▸ **Work instructions**: Starting at the line that contains "Pretty please, spot the palm frond" and ending at the last line of the records below, rewrite those lines as a numbered list with blank lines omitted.

(Region annotation entries)
****************

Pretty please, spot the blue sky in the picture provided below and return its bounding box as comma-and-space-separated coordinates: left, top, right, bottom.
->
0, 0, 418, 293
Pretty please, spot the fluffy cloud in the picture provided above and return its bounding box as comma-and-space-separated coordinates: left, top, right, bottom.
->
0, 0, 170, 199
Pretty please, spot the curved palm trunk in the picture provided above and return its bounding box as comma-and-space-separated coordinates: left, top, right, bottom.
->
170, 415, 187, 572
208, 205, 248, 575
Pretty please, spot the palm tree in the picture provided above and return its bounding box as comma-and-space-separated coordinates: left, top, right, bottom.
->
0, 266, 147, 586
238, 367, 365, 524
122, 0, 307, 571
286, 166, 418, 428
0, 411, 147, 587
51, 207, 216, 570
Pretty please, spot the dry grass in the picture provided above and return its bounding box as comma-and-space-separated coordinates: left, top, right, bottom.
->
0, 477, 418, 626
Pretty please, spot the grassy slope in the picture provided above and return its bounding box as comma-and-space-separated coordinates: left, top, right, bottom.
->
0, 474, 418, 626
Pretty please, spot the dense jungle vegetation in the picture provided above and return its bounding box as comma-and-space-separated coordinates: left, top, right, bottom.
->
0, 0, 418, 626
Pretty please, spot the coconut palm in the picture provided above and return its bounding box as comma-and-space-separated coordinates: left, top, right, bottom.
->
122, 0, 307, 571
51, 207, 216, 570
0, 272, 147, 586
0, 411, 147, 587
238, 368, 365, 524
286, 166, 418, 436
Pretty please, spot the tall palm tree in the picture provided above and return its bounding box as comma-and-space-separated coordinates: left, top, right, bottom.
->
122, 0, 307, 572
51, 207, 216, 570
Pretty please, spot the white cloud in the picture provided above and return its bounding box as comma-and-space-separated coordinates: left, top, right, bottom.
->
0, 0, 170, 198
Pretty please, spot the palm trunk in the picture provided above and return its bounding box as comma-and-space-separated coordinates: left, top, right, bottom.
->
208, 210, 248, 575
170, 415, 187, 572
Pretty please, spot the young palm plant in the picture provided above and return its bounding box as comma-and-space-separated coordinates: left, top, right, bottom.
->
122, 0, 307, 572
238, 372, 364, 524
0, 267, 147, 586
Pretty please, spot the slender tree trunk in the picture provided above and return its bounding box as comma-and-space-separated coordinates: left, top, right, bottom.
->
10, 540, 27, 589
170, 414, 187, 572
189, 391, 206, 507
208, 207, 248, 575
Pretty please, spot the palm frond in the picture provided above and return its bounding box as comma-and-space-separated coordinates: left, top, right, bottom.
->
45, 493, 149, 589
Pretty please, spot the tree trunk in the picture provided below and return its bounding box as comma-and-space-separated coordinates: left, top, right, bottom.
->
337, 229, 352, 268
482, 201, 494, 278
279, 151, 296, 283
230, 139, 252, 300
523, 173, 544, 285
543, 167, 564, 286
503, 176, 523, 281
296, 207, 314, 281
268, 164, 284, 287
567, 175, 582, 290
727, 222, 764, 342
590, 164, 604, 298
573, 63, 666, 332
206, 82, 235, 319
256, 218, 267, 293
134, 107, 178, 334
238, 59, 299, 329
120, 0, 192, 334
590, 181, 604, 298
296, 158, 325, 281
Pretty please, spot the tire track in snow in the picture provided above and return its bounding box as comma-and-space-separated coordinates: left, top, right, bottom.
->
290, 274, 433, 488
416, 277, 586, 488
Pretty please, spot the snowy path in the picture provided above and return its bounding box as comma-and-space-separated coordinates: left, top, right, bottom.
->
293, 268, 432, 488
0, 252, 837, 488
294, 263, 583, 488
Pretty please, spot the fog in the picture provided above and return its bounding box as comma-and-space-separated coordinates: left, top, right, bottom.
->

****************

▸ **Task result**:
1. Pretty please, spot the palm frond in the picture provided above and return its bounding box as comma-and-space-separated coordinates: left, top, right, bottom.
2. ->
3. 45, 493, 149, 589
4. Pretty please, spot the tree trunk in the picture provided below and return its bounding box as comma-and-space-separated coordinates: left, top, right, bottom.
5. ->
6. 337, 229, 352, 268
7. 482, 201, 494, 278
8. 279, 151, 296, 283
9. 230, 139, 252, 300
10. 523, 173, 544, 285
11. 543, 167, 564, 286
12. 503, 176, 523, 281
13. 296, 207, 314, 281
14. 268, 164, 284, 287
15. 567, 175, 582, 290
16. 727, 222, 764, 342
17. 590, 164, 604, 298
18. 573, 63, 666, 332
19. 206, 82, 235, 319
20. 256, 218, 267, 293
21. 134, 107, 178, 334
22. 238, 59, 299, 329
23. 120, 0, 192, 334
24. 590, 181, 604, 298
25. 296, 158, 325, 281
26. Pretty please, spot the tire track in snow in the picture provided above and return its bounding box as comma-and-space-separated coordinates: left, top, right, bottom.
27. ->
28. 290, 274, 433, 488
29. 416, 277, 586, 488
30. Pretty please, spot the snowy path in the picture provided above and return its bounding box as comma-and-space-separated coordinates: left, top, right, bottom.
31. ->
32. 293, 268, 432, 488
33. 0, 252, 837, 488
34. 294, 263, 583, 488
35. Pretty please, spot the fog in the picture provided above and return its bounding box as comma-and-space-separated coordinates: left, top, right, bottom.
36. ->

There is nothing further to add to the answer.